- Directions: Change every "a great deal" in the rows below to "a lot" and leave everything else untouched. Omit the pictures from your copy.

- Supplied data:
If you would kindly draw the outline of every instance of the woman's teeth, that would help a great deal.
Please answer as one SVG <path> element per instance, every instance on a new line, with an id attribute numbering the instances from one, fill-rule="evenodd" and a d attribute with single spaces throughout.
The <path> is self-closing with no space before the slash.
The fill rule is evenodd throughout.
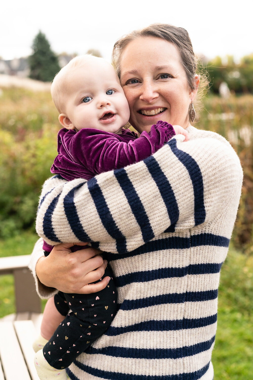
<path id="1" fill-rule="evenodd" d="M 141 110 L 141 113 L 143 115 L 148 115 L 149 116 L 150 115 L 157 115 L 157 114 L 160 113 L 160 112 L 162 112 L 164 111 L 165 108 L 157 108 L 156 109 L 151 109 L 150 111 L 145 111 L 145 109 Z"/>

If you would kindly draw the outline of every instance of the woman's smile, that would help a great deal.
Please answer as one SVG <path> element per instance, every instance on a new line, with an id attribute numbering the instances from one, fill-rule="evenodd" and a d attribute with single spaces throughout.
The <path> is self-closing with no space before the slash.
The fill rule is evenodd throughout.
<path id="1" fill-rule="evenodd" d="M 122 52 L 120 68 L 129 122 L 138 131 L 148 131 L 159 120 L 188 126 L 194 97 L 174 45 L 154 37 L 137 38 Z"/>

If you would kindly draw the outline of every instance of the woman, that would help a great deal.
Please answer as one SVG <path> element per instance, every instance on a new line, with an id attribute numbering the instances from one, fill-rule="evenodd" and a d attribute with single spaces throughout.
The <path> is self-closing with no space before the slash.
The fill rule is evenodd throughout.
<path id="1" fill-rule="evenodd" d="M 46 183 L 39 234 L 53 244 L 99 242 L 92 244 L 111 253 L 118 286 L 112 325 L 68 373 L 79 380 L 212 380 L 220 271 L 240 196 L 240 162 L 222 137 L 190 125 L 200 78 L 184 29 L 156 24 L 134 32 L 116 43 L 113 58 L 130 124 L 140 132 L 159 120 L 179 124 L 189 141 L 173 138 L 144 162 L 88 183 L 57 177 Z M 99 290 L 87 284 L 106 263 L 95 249 L 70 253 L 73 244 L 38 261 L 41 295 L 53 294 L 44 285 L 69 293 Z M 35 274 L 42 255 L 39 242 Z"/>

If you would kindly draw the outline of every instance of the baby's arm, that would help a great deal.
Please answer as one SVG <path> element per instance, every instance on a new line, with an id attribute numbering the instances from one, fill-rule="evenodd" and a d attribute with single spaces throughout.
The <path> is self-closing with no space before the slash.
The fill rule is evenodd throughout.
<path id="1" fill-rule="evenodd" d="M 71 154 L 77 162 L 95 174 L 120 169 L 138 162 L 155 153 L 176 133 L 172 126 L 166 122 L 158 122 L 152 125 L 150 131 L 143 131 L 138 138 L 126 142 L 119 141 L 112 134 L 99 130 L 94 135 L 94 130 L 81 130 L 85 144 L 76 136 L 76 144 Z M 73 146 L 74 147 L 74 146 Z"/>

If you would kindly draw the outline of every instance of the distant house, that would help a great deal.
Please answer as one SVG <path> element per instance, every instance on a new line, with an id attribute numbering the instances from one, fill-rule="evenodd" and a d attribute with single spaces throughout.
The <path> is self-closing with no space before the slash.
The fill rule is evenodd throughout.
<path id="1" fill-rule="evenodd" d="M 0 74 L 25 77 L 28 76 L 30 72 L 27 58 L 15 58 L 7 61 L 0 59 Z"/>
<path id="2" fill-rule="evenodd" d="M 74 56 L 66 54 L 60 54 L 58 60 L 60 67 L 66 66 Z M 9 60 L 0 59 L 0 74 L 25 78 L 29 76 L 30 72 L 27 58 L 14 58 Z"/>

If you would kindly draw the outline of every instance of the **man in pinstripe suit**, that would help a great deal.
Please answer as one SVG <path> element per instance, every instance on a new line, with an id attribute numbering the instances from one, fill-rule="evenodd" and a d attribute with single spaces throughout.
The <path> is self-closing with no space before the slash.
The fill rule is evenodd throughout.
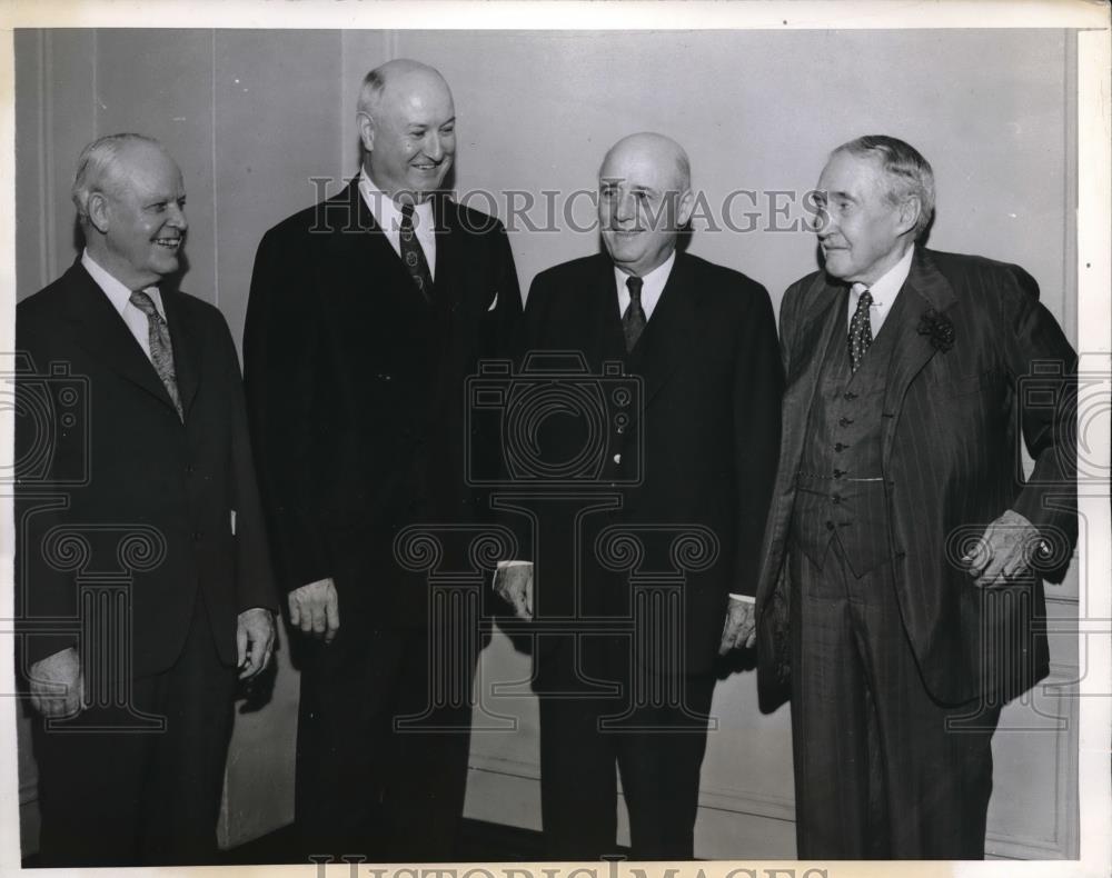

- Exercise answer:
If you would kindly draw the outline of every instance of the woman's teeth, that would help a lot.
Please answer as one SVG <path> element per instance, every instance on a new line, with an id attribute numbering the instances from one, fill-rule="evenodd" and a d attribute with single spaces throughout.
The <path> is self-closing with no space before the slash.
The fill rule is evenodd throughout.
<path id="1" fill-rule="evenodd" d="M 141 110 L 141 113 L 143 115 L 148 115 L 149 116 L 150 115 L 157 115 L 157 114 L 160 113 L 160 112 L 162 112 L 164 111 L 165 108 L 157 108 L 156 109 L 151 109 L 150 111 L 145 111 L 145 109 Z"/>

If you would kindly draw the outline of every instance of the woman's smile, that would help a lot.
Please answer as one SVG <path> element per instance, every instance on a new line, with an id attribute numbering the instances from one, fill-rule="evenodd" and a d attribute with single spaces throughout.
The <path> is self-closing with no space before the slash.
The fill rule is evenodd throughout.
<path id="1" fill-rule="evenodd" d="M 122 52 L 120 68 L 129 122 L 138 131 L 148 131 L 159 120 L 188 126 L 194 97 L 174 45 L 154 37 L 137 38 Z"/>

If you would kindly draw the outline of every instance of the woman, that would help a lot.
Please answer as one SVG <path> element per instance, every instance on a new line, with an id attribute numbering the instances from one, fill-rule="evenodd" and a d attribute with single spaces throughout.
The <path> is self-closing with no space before the slash.
The fill rule is evenodd throughout.
<path id="1" fill-rule="evenodd" d="M 46 183 L 39 234 L 53 244 L 99 242 L 92 244 L 111 253 L 118 286 L 112 325 L 68 373 L 79 380 L 212 380 L 220 271 L 240 196 L 240 162 L 222 137 L 190 125 L 200 78 L 184 29 L 156 24 L 134 32 L 116 43 L 113 58 L 130 124 L 140 132 L 159 120 L 179 124 L 189 141 L 173 138 L 144 162 L 88 183 L 57 177 Z M 99 290 L 87 284 L 106 263 L 95 249 L 70 253 L 73 244 L 38 261 L 41 295 L 53 294 L 44 285 L 69 293 Z M 35 274 L 42 255 L 39 242 Z"/>

If you would kindly draw the outline of every instance of the baby's arm, that would help a lot.
Please answer as one SVG <path> element per instance, every instance on a new line, with an id attribute numbering the instances from one, fill-rule="evenodd" and a d attribute with single spaces throughout.
The <path> is self-closing with no space before the slash.
The fill rule is evenodd throughout.
<path id="1" fill-rule="evenodd" d="M 71 154 L 77 162 L 95 174 L 120 169 L 138 162 L 155 153 L 176 133 L 172 126 L 166 122 L 158 122 L 152 125 L 150 131 L 143 131 L 138 138 L 126 142 L 119 141 L 112 134 L 99 130 L 94 135 L 94 130 L 81 130 L 85 144 L 76 136 L 76 144 Z M 73 146 L 74 147 L 74 146 Z"/>

If you would kindly draw the outline of every instance of the distant house, that would help a lot.
Please answer as one SVG <path> element per instance, every instance on a new line, with an id attribute numbering the instances from one, fill-rule="evenodd" and a d attribute with single spaces throughout.
The <path> is self-closing with no space before the slash.
The fill rule is evenodd throughout.
<path id="1" fill-rule="evenodd" d="M 0 74 L 25 77 L 28 76 L 30 72 L 27 58 L 15 58 L 7 61 L 0 59 Z"/>
<path id="2" fill-rule="evenodd" d="M 74 56 L 66 54 L 60 54 L 58 60 L 60 67 L 66 66 Z M 9 60 L 0 59 L 0 74 L 25 78 L 29 76 L 30 72 L 27 58 L 14 58 Z"/>

If you would kindly draw the outline of every instance of the **man in pinstripe suit**, that would help a lot.
Please answer as one SVG <path> element per instance, every instance on a new line, with an id attribute numbering the instances from one, fill-rule="evenodd" and a d attribute with single spaces throughout.
The <path> is self-closing with no space before the slash.
The fill rule is evenodd throughout.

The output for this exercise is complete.